> _GIVEN EXERCISE_: Write out the records word for word, starting at the line that contains "red frame with a point." and ending at the final line of the records.

------ RAW RECORDS ------

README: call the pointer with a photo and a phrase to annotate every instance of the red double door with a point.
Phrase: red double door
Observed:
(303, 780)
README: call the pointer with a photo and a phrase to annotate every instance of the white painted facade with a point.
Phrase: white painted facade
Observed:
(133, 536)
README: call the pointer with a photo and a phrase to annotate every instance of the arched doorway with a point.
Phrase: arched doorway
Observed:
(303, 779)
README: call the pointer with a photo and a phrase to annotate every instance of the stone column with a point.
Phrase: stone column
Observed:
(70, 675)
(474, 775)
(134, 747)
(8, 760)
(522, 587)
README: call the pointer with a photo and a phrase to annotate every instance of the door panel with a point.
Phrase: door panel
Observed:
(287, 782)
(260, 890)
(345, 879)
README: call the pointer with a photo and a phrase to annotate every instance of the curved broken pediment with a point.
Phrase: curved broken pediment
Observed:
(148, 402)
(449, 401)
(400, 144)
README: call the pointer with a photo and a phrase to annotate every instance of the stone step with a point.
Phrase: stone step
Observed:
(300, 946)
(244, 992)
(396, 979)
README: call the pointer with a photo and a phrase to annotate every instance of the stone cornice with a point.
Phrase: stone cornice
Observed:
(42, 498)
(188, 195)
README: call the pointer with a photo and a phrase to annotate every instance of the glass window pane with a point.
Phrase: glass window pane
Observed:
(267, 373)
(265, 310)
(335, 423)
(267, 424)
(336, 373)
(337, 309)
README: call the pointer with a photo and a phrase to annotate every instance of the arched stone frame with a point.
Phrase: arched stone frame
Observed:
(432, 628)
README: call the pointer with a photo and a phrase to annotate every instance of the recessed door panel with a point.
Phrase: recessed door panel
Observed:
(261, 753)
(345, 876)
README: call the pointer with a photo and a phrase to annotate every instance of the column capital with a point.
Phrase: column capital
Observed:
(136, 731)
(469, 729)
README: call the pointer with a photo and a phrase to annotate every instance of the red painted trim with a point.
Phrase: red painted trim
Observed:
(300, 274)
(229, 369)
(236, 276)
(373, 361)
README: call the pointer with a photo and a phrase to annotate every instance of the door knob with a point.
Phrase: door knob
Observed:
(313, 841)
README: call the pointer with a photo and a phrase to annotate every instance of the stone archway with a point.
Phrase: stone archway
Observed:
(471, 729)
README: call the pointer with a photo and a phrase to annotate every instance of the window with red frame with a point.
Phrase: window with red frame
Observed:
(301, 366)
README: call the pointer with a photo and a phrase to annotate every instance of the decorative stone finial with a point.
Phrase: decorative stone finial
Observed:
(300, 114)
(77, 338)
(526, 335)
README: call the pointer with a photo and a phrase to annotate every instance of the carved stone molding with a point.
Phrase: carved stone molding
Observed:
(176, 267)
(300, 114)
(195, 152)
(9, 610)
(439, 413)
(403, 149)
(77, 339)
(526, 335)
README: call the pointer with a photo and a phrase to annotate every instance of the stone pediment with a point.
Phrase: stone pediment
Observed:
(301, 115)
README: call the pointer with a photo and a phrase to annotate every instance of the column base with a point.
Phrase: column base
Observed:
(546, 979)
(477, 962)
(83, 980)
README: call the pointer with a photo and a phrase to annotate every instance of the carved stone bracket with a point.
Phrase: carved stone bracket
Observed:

------

> _WRITTEN ANSWER_:
README: call the pointer with a photo and a phrase to annotate every instance of the window with red frame with a point.
Phrase: window with red frame
Observed:
(301, 366)
README: call the pointer with a photo and a phrase to annotate every instance of the decorative stone finial with a point.
Phrase: decorative stone finial
Observed:
(300, 114)
(77, 338)
(526, 335)
README: call the pointer with a photo and a phrase to annotate every instance of the carved stone molding with a point.
Phrase: carved stone molding
Observed:
(176, 267)
(300, 114)
(195, 152)
(9, 610)
(439, 413)
(403, 149)
(77, 339)
(526, 335)
README: call the pointer with a photo and a phrase to annotate every instance of the stone pediment with a point.
Phrase: stone pediment
Observed:
(301, 115)
README: call the pointer with a photo and a phrase to annotate every instance of the column base with a point.
Phrase: column base
Observed:
(546, 979)
(477, 962)
(83, 980)
README: call the pointer with a photo and a phrase to annotate every instance of the carved stone bracket with a point.
Phrase: carved stone bracket
Observed:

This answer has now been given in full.